Reply by Don Y ●April 20, 20162016-04-20

On 4/20/2016 5:27 PM, Tim Wescott wrote:
> On Wed, 20 Apr 2016 15:30:12 -0700, Don Y wrote:
>
>> On 4/20/2016 2:17 PM, Tim Wescott wrote:
>>> On Wed, 20 Apr 2016 12:57:06 -0700, Don Y wrote:
>>>
>>>> I have a distributed system.  As such, it is possible for parts of it
>>>> to crash, become unresponsive, suffer hardware failures, etc.
>>>>
>>>> The "system" as a whole needs a way of coping with these.
>>>>
>>>> In the normal course of operation, traffic between nodes gives some
>>>> reassurance that the nodes involved are "sane".
>>>>
>>>> OTOH, if a node starts acting wonky, I can invoke recovery protocols
>>>> that (in an ideal world) will reset/restart the portions of the node
>>>> that appear to be misbehaving (e.g., if traffic to/from one particular
>>>> task is "odd", then perhaps that task has gone south;
>>>> but, the remainder of the node may be intact.  Or, some I/O that the
>>>> wacky task handles is misbehaving and the task is doing its best to
>>>> make sense of a broken environment).

Supplied data —

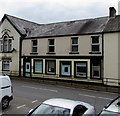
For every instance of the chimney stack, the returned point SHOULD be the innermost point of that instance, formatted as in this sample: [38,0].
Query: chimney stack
[112,12]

What to produce — Continue the forum reply on detecting and recovering from failed nodes in a distributed system, picking up after its final sentence.

Exercise answer —
>>>
>>> I would be more inclined to insist that each node has good
>>> built-in-test,
>>> and that it do it's own fault recovery -- i.e., to the extent possible
>>> it should recognize it's own problems, and at worst it should respond
>>> to requests for information with "I'm sorry, I'm sick right now and
>>> can't come to work."
>>
>> Nodes are up "forever".  So, the POST only happens occasionally.
>> I have some run-time diagnostics (e.g., testing RAM as I scrub it;
>> sanity tests on I/O values, etc.).  But, if the node is already
>> "compromised" in some way, I can't rely on *it* being able to adequately
>> vouch for itself.
>
> POST is only part of BIT.  When I did pseudo-military stuff, BIT meant
> continuous built-in test, that would pop a fault condition if a sensor
> went out of range or if some combination of sensors were out of bounds.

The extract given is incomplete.